• **Job**: Give as a JSON list of strings, one per line with blank lines left out, the lines of the data starting at the line that contains "Ground rocky outcrop" and ending at the line that contains "Ground hazy sky", both included, and nothing else.

── Source records ──

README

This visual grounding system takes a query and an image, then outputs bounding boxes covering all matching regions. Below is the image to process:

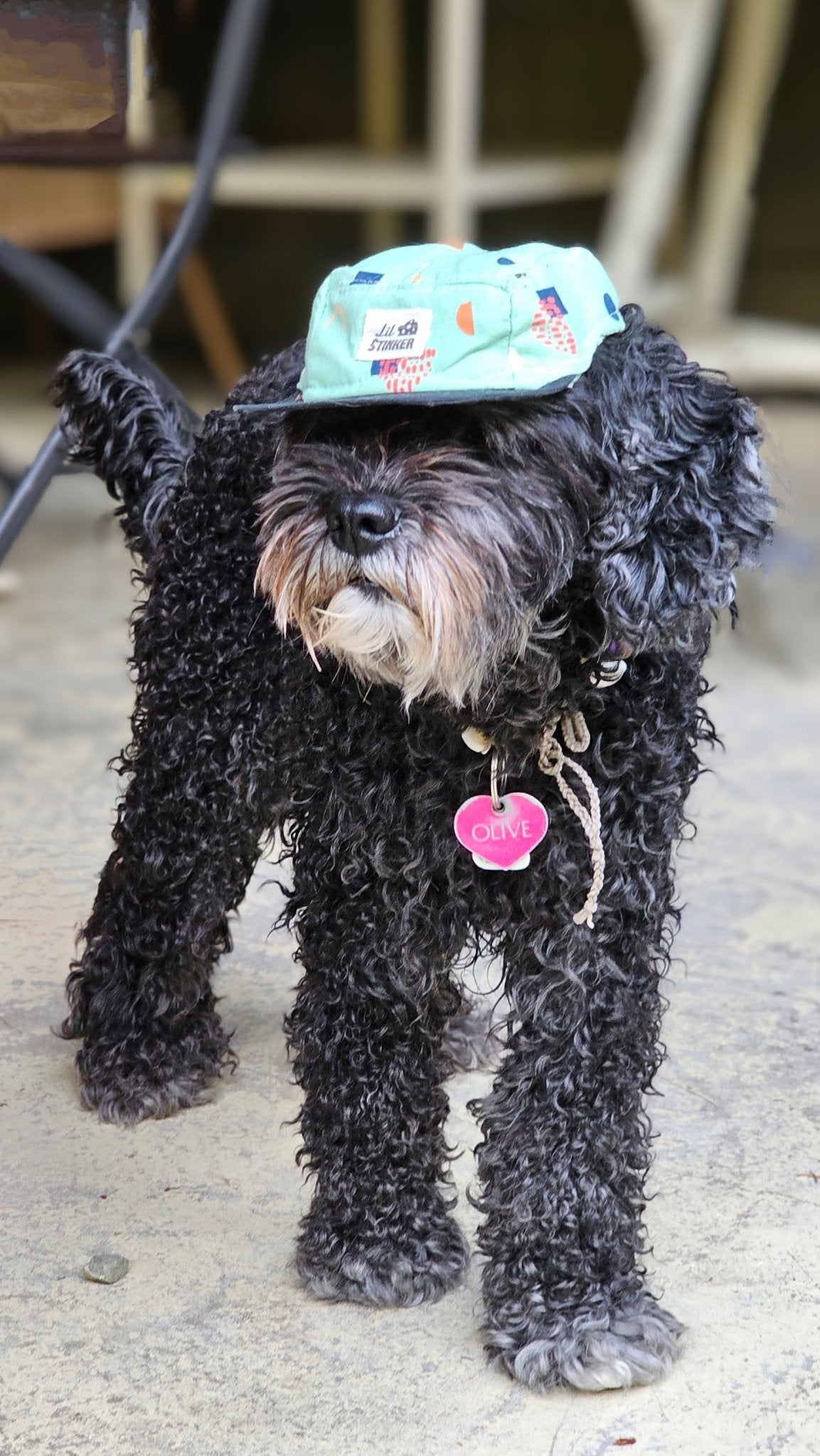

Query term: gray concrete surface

───
── Source records ──

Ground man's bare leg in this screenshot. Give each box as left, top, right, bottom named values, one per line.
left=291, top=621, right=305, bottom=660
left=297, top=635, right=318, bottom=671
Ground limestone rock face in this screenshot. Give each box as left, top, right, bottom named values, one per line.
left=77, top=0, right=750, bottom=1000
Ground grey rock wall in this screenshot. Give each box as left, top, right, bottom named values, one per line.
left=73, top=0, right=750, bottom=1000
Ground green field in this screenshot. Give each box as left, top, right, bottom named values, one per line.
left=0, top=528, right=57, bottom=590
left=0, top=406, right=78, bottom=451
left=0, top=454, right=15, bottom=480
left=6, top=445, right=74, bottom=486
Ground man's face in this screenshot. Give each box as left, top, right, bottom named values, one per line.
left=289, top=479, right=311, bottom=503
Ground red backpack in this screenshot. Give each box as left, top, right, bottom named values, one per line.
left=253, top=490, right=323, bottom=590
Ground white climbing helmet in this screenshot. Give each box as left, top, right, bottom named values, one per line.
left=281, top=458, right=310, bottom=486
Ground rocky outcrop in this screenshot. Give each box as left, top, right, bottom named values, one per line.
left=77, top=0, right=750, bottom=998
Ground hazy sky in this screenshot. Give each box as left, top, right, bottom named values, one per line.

───

• **Result**:
[
  "Ground rocky outcrop in this screenshot. Give each box as left, top, right, bottom named values, one per line.",
  "left=77, top=0, right=750, bottom=998",
  "Ground hazy sky in this screenshot. Give each box as left, top, right, bottom named values, one per line."
]